Given problem >>
Answer these from the text on OpenShift memory monitoring:
(a) Which command does oc adm top depend on internally?
(b) Which metric is oc adm top pods based on for pod memory usage?
(c) What service is listed for the v1beta1.metrics.k8s.io API service?

Text section >>
Subscribe to the feed

To provide reliable services, you need to monitor your services’ performance by examining the containers and pods in OpenShift (Kubernetes) clusters. OpenShift provides the oc adm top command for that purpose. It depends on kubectl adm top internally, and it performs the same function.

This post will focus on the command aspect of monitoring memory resources. The memory metrics in OpenShift are a bit different from the legacy Linux information provided by top and free. This post aims to help you better understand the memory resources in OpenShift.

Using oc adm top pods to monitor the memory usage of pods

oc adm top pods shows the memory usage of pods based on container_memory_working_set_bytes metrics through the prometheus-adapter service in openshift-monitoring, which is provided according to the metrics rules in the Prometheus adapter configuration.

// The memory metrics depends on "v1beta1.metrics.k8s.io" API service,
// and it's provided by "prometheus-adapter" according to the metrics rules, container_memory_working_set_bytes.
$ oc adm top pod -n test
NAME                     CPU(cores)   MEMORY(bytes)  
httpd-675fd5bfdd-96br8   1m           53Mi      

$ oc get pods.metrics.k8s.io httpd-675fd5bfdd-96br8 -n test -o yaml
apiVersion: metrics.k8s.io/v1beta1
containers:
- name: httpd
usage:
  cpu: 1m
  memory: 55048Ki
kind: PodMetrics
:

$ oc get apiservice v1beta1.metrics.k8s.io
NAME                     SERVICE                                   AVAILABLE   AGE
v1beta1.metrics.k8s.io   openshift-monitoring/prometheus-adapter   True        21d

$ oc get cm/adapter-config -o yaml -n openshift-monitoring
apiVersion: v1
data:
config.yaml: |-
  "resourceRules":
:
    "memory"
      "containerLabel": "container"
      "containerQuery": |
        sum by (<<.GroupBy>>) (
          container_memory_working_set_bytes{<<.LabelMatchers>>,container!="",pod!=""}
        )

Raw records >>
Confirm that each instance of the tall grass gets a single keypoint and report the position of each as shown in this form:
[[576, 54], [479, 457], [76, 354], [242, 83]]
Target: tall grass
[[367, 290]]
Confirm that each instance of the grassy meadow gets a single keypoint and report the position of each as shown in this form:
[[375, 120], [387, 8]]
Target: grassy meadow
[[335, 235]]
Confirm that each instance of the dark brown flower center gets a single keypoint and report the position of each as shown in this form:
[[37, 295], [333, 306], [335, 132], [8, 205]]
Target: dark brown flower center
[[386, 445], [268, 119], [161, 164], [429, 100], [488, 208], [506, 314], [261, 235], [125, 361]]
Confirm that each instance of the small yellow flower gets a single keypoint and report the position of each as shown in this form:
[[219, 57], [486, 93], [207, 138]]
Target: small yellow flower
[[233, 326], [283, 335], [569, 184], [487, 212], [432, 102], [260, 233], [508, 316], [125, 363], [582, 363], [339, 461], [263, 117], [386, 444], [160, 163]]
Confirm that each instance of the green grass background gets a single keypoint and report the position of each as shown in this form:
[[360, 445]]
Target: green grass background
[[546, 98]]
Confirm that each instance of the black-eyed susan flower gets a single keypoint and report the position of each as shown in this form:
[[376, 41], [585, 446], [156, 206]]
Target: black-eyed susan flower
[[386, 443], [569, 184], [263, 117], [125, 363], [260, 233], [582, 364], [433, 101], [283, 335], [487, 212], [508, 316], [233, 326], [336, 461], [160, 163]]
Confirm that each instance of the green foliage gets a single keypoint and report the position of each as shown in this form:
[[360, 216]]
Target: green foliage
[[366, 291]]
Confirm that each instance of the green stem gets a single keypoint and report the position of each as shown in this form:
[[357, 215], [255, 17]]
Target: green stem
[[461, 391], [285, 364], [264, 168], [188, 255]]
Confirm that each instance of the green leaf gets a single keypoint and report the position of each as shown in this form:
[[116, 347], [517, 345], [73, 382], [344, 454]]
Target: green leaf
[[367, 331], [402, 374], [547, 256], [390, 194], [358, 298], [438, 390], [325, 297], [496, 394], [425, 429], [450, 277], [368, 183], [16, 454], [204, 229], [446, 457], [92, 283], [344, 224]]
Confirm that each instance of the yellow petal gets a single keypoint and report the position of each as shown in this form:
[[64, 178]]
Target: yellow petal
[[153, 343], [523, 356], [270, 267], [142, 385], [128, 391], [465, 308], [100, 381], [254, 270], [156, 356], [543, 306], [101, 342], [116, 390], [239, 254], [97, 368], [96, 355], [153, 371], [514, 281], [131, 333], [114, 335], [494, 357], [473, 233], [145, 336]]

In response >>
(a) kubectl adm top
(b) container_memory_working_set_bytes
(c) openshift-monitoring/prometheus-adapter